= Extract to read =
The Day-Lewis character, Daniel Plainview, is a silver prospector turned oil man, which is shown in the opening scene - and which is almost a throwaway scene, except that it establishes Plainview’s ambition and greed. He falls into his prospecting hole and breaks his leg - but pockets the silver he managed to extract before hauling himself out of the hole and back to the world.

Four years later, he is a traveling salesman, giving his wholesome family man pitch to townsfolk under whose homes he is sure oil is lying there waiting. When they refuse to take the offer exactly the way he wants them to take it, he moves on - he wants the oil and the money it will bring, but he wants the power and control, as well. His speech is well-rehearsed, his tone and mannerisms at once comforting and cajoling. He will build up your little community with roads and schools and churches and jobs, if only you will let him drill there; but it is not those ancillary things he cares about - they are but the cost of doing business.

[Items listed in a dataset]
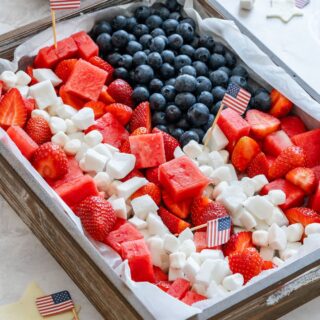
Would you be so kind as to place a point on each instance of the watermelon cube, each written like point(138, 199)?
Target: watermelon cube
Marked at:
point(125, 232)
point(182, 179)
point(86, 81)
point(179, 288)
point(310, 142)
point(275, 142)
point(86, 46)
point(76, 190)
point(294, 195)
point(233, 126)
point(139, 259)
point(148, 149)
point(111, 129)
point(192, 297)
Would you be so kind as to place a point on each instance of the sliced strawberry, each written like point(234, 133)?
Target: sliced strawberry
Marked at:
point(12, 109)
point(303, 178)
point(244, 152)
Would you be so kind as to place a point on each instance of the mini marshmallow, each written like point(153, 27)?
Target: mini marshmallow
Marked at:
point(277, 237)
point(23, 79)
point(233, 282)
point(143, 205)
point(260, 238)
point(44, 94)
point(84, 118)
point(129, 187)
point(121, 165)
point(72, 147)
point(312, 228)
point(177, 260)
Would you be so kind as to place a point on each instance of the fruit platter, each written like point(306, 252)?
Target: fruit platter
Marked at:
point(118, 144)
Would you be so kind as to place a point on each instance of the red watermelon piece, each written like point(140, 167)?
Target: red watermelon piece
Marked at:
point(148, 149)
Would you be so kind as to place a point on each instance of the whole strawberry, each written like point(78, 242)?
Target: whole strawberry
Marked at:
point(38, 129)
point(97, 217)
point(50, 161)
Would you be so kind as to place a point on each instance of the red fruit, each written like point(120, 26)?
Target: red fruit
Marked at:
point(261, 123)
point(141, 117)
point(121, 91)
point(203, 210)
point(149, 189)
point(288, 159)
point(238, 242)
point(248, 263)
point(122, 112)
point(64, 69)
point(292, 125)
point(258, 165)
point(276, 142)
point(302, 215)
point(303, 178)
point(97, 217)
point(12, 109)
point(104, 65)
point(280, 105)
point(170, 143)
point(38, 129)
point(174, 224)
point(244, 152)
point(50, 161)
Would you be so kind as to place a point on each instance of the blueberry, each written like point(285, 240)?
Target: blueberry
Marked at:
point(203, 84)
point(143, 74)
point(186, 31)
point(170, 26)
point(154, 60)
point(104, 42)
point(140, 94)
point(157, 44)
point(173, 113)
point(120, 38)
point(155, 85)
point(119, 22)
point(154, 22)
point(186, 83)
point(133, 47)
point(201, 68)
point(169, 92)
point(140, 29)
point(167, 71)
point(185, 100)
point(187, 136)
point(175, 41)
point(139, 58)
point(206, 98)
point(168, 56)
point(216, 61)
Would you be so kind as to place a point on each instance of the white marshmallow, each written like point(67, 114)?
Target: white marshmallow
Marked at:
point(277, 237)
point(121, 165)
point(233, 282)
point(84, 118)
point(23, 79)
point(129, 187)
point(44, 94)
point(143, 205)
point(260, 238)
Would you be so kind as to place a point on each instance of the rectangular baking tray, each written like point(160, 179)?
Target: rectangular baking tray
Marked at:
point(282, 291)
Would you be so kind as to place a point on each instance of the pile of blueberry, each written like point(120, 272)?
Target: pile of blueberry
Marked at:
point(182, 74)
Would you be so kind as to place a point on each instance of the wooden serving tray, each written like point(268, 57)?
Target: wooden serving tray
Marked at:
point(282, 291)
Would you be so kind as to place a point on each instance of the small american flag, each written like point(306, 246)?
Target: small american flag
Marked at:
point(236, 98)
point(218, 231)
point(64, 4)
point(54, 304)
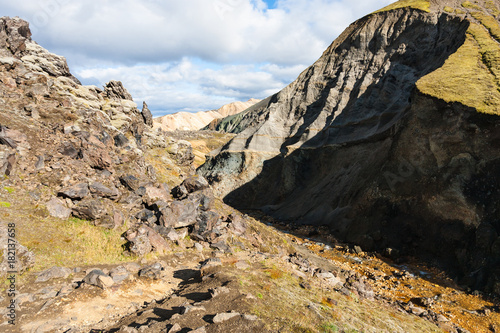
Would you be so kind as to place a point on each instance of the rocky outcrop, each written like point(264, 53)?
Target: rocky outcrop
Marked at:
point(357, 145)
point(186, 121)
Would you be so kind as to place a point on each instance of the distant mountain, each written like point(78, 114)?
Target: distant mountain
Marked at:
point(187, 121)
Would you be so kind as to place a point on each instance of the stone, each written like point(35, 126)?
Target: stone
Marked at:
point(179, 214)
point(211, 262)
point(195, 183)
point(222, 317)
point(97, 158)
point(154, 194)
point(119, 274)
point(238, 225)
point(120, 140)
point(221, 246)
point(68, 149)
point(140, 245)
point(205, 222)
point(175, 328)
point(130, 182)
point(89, 209)
point(99, 279)
point(40, 163)
point(12, 138)
point(57, 209)
point(154, 271)
point(101, 190)
point(157, 242)
point(146, 115)
point(146, 215)
point(250, 317)
point(115, 90)
point(7, 163)
point(76, 192)
point(53, 273)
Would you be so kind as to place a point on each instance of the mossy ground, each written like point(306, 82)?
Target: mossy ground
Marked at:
point(471, 76)
point(423, 5)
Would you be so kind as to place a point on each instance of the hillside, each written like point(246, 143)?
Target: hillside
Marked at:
point(186, 121)
point(389, 140)
point(105, 227)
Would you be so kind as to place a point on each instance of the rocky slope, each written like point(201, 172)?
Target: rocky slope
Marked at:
point(390, 139)
point(113, 232)
point(186, 121)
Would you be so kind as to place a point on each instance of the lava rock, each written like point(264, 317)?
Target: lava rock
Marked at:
point(57, 209)
point(77, 192)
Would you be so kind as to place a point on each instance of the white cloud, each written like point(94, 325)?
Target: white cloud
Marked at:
point(189, 54)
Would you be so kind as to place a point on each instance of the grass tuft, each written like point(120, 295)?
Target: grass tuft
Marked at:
point(423, 5)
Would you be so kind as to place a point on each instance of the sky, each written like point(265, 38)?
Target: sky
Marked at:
point(189, 55)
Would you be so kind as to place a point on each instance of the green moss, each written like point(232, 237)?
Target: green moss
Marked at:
point(448, 9)
point(489, 23)
point(470, 5)
point(470, 76)
point(9, 189)
point(490, 5)
point(423, 5)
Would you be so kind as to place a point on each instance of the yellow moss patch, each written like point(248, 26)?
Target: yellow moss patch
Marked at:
point(448, 9)
point(470, 76)
point(416, 4)
point(72, 243)
point(489, 22)
point(470, 5)
point(492, 8)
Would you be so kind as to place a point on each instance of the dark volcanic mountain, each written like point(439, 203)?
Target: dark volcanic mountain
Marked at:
point(391, 139)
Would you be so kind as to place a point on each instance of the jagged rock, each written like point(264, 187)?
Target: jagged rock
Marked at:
point(211, 262)
point(68, 149)
point(154, 271)
point(154, 194)
point(76, 192)
point(205, 222)
point(140, 245)
point(120, 140)
point(222, 317)
point(180, 192)
point(237, 225)
point(119, 274)
point(221, 246)
point(53, 273)
point(146, 114)
point(99, 279)
point(7, 162)
point(11, 138)
point(101, 190)
point(179, 214)
point(57, 209)
point(146, 215)
point(40, 163)
point(115, 89)
point(195, 183)
point(366, 147)
point(98, 158)
point(89, 209)
point(131, 182)
point(25, 259)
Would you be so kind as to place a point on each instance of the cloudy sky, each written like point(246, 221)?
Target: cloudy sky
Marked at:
point(189, 55)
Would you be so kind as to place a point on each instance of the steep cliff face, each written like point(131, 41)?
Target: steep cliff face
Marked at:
point(380, 140)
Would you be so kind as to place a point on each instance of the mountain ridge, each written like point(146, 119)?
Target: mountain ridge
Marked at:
point(350, 145)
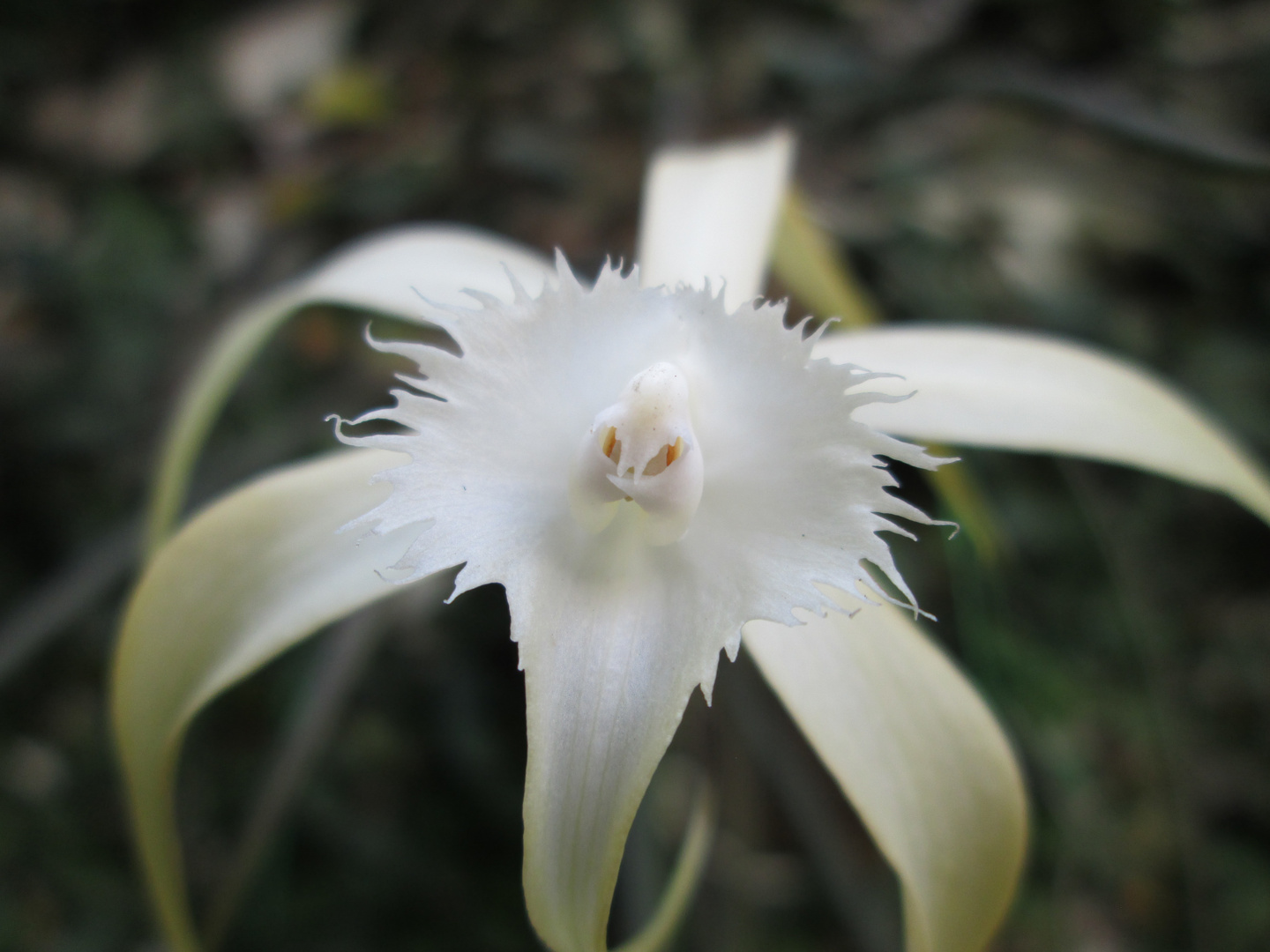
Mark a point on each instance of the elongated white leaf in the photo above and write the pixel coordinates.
(1012, 390)
(248, 577)
(709, 213)
(920, 756)
(395, 273)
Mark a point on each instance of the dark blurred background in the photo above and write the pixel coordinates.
(1096, 169)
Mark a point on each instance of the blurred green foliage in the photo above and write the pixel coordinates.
(1093, 169)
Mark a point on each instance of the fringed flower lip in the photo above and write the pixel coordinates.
(654, 473)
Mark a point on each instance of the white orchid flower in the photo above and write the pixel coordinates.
(655, 472)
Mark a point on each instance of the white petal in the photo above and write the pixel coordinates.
(920, 756)
(243, 582)
(709, 213)
(392, 271)
(615, 632)
(611, 654)
(1013, 390)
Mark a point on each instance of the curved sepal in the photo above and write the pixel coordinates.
(248, 577)
(709, 213)
(1012, 390)
(917, 753)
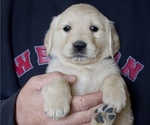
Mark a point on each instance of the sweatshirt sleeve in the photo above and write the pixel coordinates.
(7, 114)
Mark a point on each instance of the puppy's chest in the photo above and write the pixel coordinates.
(88, 79)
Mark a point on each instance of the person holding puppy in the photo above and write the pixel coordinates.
(24, 60)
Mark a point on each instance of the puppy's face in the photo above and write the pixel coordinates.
(81, 35)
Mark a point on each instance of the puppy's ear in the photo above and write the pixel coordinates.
(48, 41)
(114, 43)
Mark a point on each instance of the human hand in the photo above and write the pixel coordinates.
(30, 103)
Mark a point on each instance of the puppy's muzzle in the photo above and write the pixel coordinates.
(79, 47)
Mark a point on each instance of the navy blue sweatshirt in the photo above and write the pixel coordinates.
(24, 24)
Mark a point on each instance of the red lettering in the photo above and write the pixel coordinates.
(23, 63)
(132, 68)
(42, 55)
(117, 57)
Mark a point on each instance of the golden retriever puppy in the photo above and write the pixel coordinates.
(81, 41)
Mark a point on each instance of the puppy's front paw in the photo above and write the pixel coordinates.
(105, 115)
(57, 98)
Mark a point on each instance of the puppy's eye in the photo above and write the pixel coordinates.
(67, 28)
(93, 28)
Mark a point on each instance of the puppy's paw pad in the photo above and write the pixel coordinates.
(105, 115)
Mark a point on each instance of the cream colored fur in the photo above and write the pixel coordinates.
(95, 71)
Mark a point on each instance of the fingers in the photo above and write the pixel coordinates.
(42, 80)
(79, 118)
(85, 102)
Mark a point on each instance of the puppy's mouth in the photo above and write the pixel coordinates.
(78, 57)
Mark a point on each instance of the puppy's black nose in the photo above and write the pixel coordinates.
(79, 46)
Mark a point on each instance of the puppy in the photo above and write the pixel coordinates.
(81, 41)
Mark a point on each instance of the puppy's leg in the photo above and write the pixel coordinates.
(57, 98)
(114, 92)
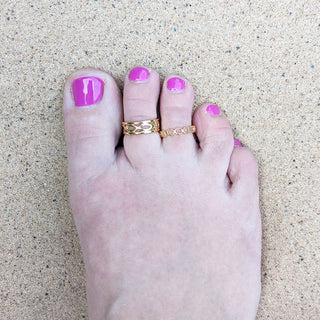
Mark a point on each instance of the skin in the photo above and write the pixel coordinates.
(169, 228)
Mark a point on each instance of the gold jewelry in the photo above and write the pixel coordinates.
(141, 127)
(177, 131)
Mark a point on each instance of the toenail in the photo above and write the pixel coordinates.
(237, 143)
(139, 74)
(213, 110)
(175, 84)
(87, 91)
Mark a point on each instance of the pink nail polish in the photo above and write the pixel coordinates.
(175, 84)
(213, 110)
(87, 91)
(139, 74)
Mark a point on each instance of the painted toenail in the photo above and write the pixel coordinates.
(87, 91)
(213, 110)
(139, 74)
(176, 84)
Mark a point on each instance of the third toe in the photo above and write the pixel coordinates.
(215, 136)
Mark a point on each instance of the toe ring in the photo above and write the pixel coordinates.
(141, 127)
(177, 131)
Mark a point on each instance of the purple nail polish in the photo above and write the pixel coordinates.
(87, 91)
(139, 74)
(213, 110)
(176, 84)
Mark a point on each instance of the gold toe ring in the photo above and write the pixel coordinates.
(177, 131)
(141, 127)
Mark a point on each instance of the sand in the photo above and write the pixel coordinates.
(258, 60)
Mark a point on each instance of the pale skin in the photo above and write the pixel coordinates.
(169, 228)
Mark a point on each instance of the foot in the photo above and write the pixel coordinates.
(169, 228)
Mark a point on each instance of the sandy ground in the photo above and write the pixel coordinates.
(258, 60)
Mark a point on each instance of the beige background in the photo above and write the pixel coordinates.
(258, 60)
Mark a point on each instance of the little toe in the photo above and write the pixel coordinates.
(215, 138)
(140, 99)
(176, 104)
(92, 109)
(243, 173)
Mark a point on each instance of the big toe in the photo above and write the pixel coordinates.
(92, 109)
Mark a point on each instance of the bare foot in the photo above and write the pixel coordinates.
(169, 228)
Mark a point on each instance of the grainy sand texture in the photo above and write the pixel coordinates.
(258, 60)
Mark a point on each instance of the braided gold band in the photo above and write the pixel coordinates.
(177, 131)
(141, 127)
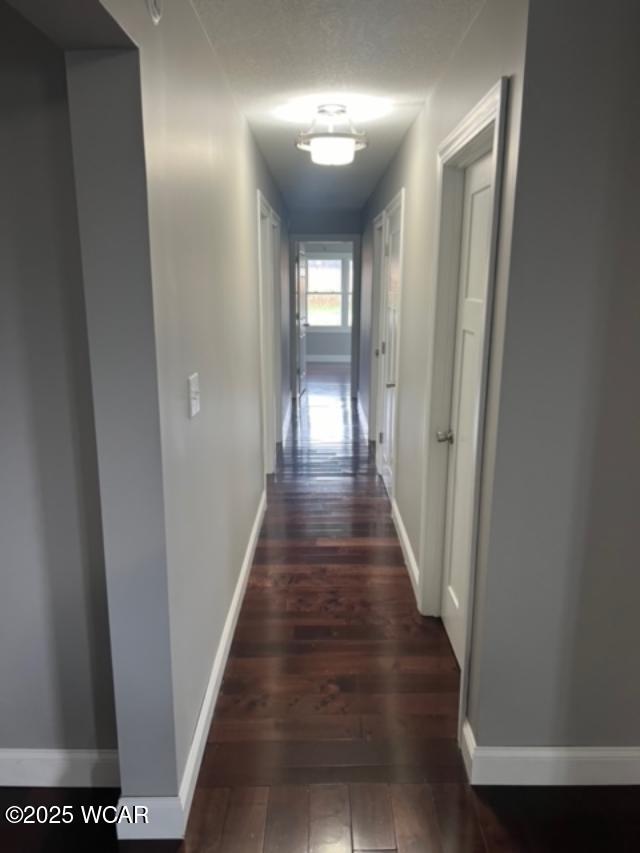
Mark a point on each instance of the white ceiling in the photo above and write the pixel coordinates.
(277, 50)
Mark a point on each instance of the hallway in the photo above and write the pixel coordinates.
(335, 730)
(337, 693)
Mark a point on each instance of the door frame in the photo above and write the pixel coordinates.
(397, 202)
(481, 132)
(268, 324)
(374, 355)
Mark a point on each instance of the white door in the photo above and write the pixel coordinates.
(302, 321)
(466, 399)
(267, 366)
(390, 343)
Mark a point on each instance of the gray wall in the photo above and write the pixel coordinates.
(494, 46)
(557, 625)
(203, 172)
(333, 344)
(55, 666)
(313, 220)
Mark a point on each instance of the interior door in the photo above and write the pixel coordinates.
(463, 436)
(302, 321)
(389, 345)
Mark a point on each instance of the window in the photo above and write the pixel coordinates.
(329, 291)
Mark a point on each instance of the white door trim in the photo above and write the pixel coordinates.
(267, 326)
(549, 765)
(480, 132)
(396, 203)
(374, 356)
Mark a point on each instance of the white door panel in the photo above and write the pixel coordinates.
(465, 408)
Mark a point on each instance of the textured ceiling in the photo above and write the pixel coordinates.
(277, 50)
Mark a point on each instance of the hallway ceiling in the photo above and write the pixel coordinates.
(275, 51)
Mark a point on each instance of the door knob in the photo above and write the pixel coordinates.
(444, 436)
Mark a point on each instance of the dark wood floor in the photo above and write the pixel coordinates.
(335, 728)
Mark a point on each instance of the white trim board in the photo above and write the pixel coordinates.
(168, 816)
(286, 424)
(407, 551)
(59, 768)
(549, 765)
(342, 359)
(363, 417)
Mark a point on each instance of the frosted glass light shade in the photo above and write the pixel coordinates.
(332, 150)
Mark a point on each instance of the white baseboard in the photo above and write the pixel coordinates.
(286, 424)
(59, 768)
(168, 816)
(407, 550)
(549, 765)
(338, 359)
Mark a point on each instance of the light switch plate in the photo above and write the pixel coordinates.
(194, 394)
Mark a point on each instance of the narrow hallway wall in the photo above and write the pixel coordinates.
(203, 172)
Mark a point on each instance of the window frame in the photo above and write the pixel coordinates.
(346, 258)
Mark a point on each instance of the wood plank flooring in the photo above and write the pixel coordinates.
(335, 727)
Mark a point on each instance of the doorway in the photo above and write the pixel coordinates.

= What this exercise asks =
(1) In the film review passage about Daniel Plainview, what things does he say he will build up for a community if it lets him drill?
(2) Carry the film review passage about Daniel Plainview further, starting right after its final sentence.
The records have no role in this work.

= Answers to the exercise =
(1) Roads, schools, churches, and jobs.

(2)
He gets a tip about a place called Little Boston, underneath which is, he is told, an ocean of oil. What is it worth to Plainview to know where this place is? The deal is struck, and Paul Sunday, the tipster, directs Plainview to the Sunday family ranch, where nothing grows and they raise goats. They also praise Jesus a lot, and Paul’s brother Eli (both played by Paul Dano, though they are never on screen together - and if you think that seems goofy, you’re right - it’s one of the many liberties Anderson takes with the source material to shape and condense the story in his own way) asks Plainview to allow him to bless the first well that will be raised. Plainview agrees - he will say and do anything to get what he wants - and then reneges at the last minute. This is the first in a series of confrontations between the preacher and the oil man - a series that gets progressively more heated and violent as Plainview’s wealth and Eli’s congreation grow.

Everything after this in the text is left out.